- _Task requirements_: Reproduce exactly the lines below, starting with the line that contains "If you could drop a marker on the weathered" and ending with the last line of the records, both included, and nothing else.

**** Source records

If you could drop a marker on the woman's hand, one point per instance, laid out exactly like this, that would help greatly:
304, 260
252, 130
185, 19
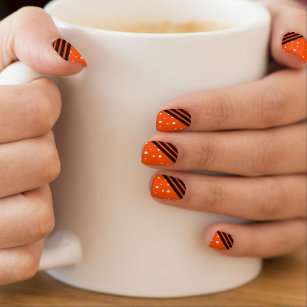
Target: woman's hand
256, 131
28, 156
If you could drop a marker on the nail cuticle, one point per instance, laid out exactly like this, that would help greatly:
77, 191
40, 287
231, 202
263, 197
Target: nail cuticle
68, 52
159, 153
221, 240
170, 120
167, 187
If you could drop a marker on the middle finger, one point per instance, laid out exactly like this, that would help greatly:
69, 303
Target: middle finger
249, 153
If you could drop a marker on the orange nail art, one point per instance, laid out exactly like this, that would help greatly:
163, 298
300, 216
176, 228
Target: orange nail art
159, 153
167, 187
222, 240
173, 120
67, 51
295, 43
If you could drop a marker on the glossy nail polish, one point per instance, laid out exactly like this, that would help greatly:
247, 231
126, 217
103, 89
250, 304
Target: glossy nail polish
295, 43
167, 187
159, 153
173, 120
222, 240
67, 51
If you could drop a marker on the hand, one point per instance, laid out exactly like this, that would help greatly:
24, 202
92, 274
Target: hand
28, 154
256, 131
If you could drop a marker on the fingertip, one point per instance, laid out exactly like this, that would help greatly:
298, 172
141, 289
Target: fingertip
289, 45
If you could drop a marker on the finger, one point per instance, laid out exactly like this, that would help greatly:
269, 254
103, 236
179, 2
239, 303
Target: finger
249, 153
28, 110
28, 164
288, 44
20, 263
261, 198
31, 36
263, 239
276, 100
26, 217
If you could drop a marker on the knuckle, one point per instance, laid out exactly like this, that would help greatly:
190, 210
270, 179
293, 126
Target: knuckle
26, 266
27, 15
218, 109
207, 154
214, 198
270, 203
264, 156
38, 114
272, 105
51, 165
44, 221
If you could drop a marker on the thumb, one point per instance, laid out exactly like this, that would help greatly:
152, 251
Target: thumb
288, 45
30, 35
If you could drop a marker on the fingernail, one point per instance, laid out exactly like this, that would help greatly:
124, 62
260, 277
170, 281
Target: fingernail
295, 43
221, 240
67, 51
173, 120
159, 153
167, 187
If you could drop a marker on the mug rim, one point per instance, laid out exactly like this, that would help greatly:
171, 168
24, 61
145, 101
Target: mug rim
266, 17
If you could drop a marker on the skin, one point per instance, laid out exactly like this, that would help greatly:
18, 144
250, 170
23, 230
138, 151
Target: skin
256, 132
226, 125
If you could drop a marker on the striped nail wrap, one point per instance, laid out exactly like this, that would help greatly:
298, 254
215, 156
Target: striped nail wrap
159, 153
173, 120
167, 187
67, 51
291, 36
295, 43
222, 240
61, 46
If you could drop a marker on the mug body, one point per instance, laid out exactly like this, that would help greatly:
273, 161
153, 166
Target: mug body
131, 244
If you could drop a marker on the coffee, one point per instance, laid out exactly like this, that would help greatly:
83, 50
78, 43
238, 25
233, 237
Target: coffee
164, 26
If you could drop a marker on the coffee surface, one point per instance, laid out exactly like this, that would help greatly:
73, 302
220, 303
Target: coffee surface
164, 26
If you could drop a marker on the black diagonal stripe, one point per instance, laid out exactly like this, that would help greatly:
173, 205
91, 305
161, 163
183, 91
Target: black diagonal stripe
226, 245
181, 115
291, 36
173, 186
57, 46
67, 51
292, 39
228, 241
185, 112
290, 33
177, 117
165, 152
171, 148
63, 48
177, 185
181, 183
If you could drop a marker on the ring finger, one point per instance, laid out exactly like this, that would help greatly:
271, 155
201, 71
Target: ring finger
26, 217
250, 153
261, 198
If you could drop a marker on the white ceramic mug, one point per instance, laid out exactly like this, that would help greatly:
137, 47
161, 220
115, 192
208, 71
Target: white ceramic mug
111, 236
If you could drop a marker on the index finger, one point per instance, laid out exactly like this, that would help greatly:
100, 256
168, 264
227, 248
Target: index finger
276, 100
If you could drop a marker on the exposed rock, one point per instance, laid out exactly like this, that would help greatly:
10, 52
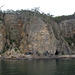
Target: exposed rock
22, 32
2, 36
67, 28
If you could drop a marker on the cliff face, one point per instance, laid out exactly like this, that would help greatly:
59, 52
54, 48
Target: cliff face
67, 28
30, 34
2, 36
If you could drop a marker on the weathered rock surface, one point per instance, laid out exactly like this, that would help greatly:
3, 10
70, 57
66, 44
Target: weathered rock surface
31, 35
67, 28
2, 36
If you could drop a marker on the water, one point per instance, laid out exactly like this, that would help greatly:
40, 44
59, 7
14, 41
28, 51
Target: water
38, 67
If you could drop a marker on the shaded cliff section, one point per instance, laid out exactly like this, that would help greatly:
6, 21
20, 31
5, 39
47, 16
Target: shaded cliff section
32, 34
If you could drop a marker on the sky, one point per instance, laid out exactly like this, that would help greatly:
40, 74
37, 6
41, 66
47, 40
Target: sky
54, 7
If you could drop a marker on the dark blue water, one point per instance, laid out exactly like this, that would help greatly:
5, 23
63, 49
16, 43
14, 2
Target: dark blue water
37, 67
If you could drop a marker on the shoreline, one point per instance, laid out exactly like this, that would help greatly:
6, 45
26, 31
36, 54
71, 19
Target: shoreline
30, 57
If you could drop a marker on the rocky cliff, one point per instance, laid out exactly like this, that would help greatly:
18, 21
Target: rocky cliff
30, 34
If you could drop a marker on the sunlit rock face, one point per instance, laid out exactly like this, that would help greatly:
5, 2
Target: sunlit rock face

********

- _Reply_:
If you could drop a marker on the weathered rock surface, one point per instance, laid out exactly like this, that would help greatly:
3, 10
70, 57
66, 44
Target: weathered rock surface
31, 35
67, 28
2, 36
If you could drop a marker on the water, one point per instance, laid out exactly like this, that would help greatly:
40, 44
59, 7
14, 41
28, 51
Target: water
38, 67
If you could drop a marker on the shaded cliff section, one point per instance, laid out exactly like this, that would help greatly:
6, 21
20, 31
5, 39
47, 16
Target: shaded cliff section
32, 34
If you could drop a marker on the sky, one point per instance, laid out exactly like this, that would help greatly:
40, 74
37, 6
41, 66
47, 40
Target: sky
54, 7
If you could drop a marker on the dark blue water, one point per instance, laid out exactly like this, that would help greatly:
5, 23
63, 49
16, 43
14, 2
Target: dark blue water
37, 67
If you could drop a marker on the shoreline, one point per instance, laid out exactly like this, that would help greatly:
6, 45
26, 31
36, 54
71, 19
Target: shoreline
30, 57
If you could drop a marker on the rocky cliff, one point per instance, laid out exactly like this, that would help greatly:
18, 21
Target: rocky cliff
30, 34
If you could drop a marker on the sunlit rock face, one point per instance, laid out exactly like this, that would help greatly:
5, 2
Target: sunlit rock face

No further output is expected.